* **SOURCE MATERIAL**
____________________

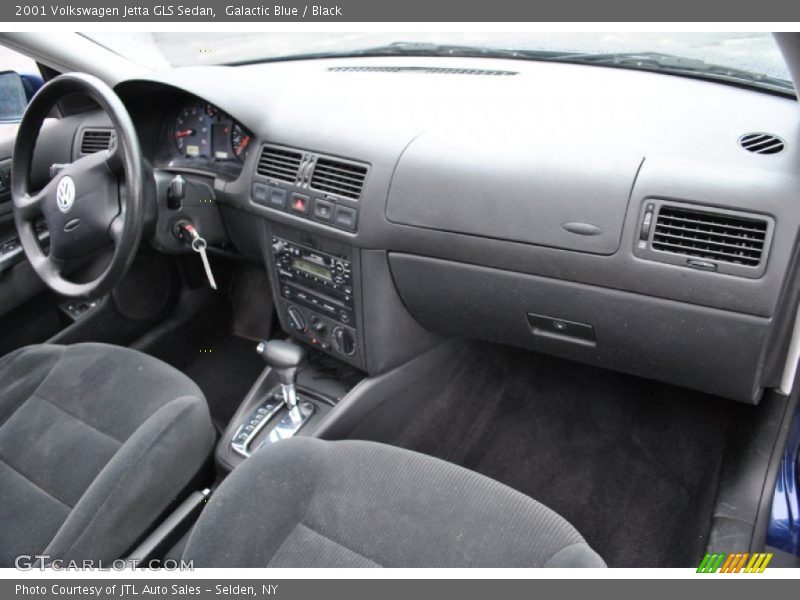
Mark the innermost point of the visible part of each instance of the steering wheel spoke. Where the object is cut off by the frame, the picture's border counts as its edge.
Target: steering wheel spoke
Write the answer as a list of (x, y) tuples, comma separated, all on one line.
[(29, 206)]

____________________

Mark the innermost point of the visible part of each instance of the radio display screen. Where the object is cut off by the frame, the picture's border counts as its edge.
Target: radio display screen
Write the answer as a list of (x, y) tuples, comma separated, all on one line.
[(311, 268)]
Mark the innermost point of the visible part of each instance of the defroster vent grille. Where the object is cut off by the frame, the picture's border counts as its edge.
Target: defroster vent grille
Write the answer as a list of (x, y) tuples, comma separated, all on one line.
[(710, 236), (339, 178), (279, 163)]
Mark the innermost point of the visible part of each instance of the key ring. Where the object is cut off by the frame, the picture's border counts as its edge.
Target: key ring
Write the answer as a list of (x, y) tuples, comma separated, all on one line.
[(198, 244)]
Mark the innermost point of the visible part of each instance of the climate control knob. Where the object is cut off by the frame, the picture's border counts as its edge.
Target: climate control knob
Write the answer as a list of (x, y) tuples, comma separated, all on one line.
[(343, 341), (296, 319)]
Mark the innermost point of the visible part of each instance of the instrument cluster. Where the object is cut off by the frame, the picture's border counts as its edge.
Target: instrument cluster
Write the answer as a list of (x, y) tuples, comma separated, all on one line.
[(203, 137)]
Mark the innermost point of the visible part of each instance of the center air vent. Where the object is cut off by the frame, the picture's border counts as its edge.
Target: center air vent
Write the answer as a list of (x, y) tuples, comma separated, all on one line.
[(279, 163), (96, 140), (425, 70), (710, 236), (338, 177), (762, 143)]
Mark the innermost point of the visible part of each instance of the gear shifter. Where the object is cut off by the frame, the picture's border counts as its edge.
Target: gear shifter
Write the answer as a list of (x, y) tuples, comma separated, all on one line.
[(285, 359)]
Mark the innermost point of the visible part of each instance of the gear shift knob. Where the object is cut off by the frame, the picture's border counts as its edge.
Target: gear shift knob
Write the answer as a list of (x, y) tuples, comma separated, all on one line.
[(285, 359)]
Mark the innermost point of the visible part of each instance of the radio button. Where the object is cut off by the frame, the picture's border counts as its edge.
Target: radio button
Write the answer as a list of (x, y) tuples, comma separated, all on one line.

____________________

* **TASK STATEMENT**
Pull out each line of the material above that contains the string "counts", and treat case as significant.

* **RESPONSE**
Mark the innermost point of the visible part of each instance of the steering wheel spoke. Where the object is cut off by the frame, the picture's border counts as its edge.
Mark the innermost point of the visible part of each instance of the radio display screen. Where the object is cut off by the frame, the picture's border counts as its edge.
Mark the innermost point of the visible part of each instance of the defroster vent grille. Where the object is cut off by the frame, the picture's border counts as its edge.
Mark the innermost point of the visible part of each instance of the key ring. Where the object is cut off by the frame, the picture's border counts as its edge.
Mark the innermost point of the visible part of each instance of the climate control knob. Where the object is cut off by the frame, the picture's border counts as its edge.
Mark the innermost point of the visible part of each instance of the instrument cluster. Where the object is cut off by the frame, the picture's border counts as its edge.
Mark the innermost point of the visible part of each instance of the center air vent. Where the object is cut off by the frame, the picture's border counts as its edge.
Mark the innermost point of the visible part of each instance of the gear shifter. Where the object is cut off by the frame, the picture's border counts as its edge.
Mark the innermost point of the visible part of each instance of the gear shift knob. Where the object is cut off by the frame, the picture's border counts as its edge.
Mark the innermost point of the visible part of each instance of the radio button. Where the object is cut off by the frame, the picture's border counts as its edge.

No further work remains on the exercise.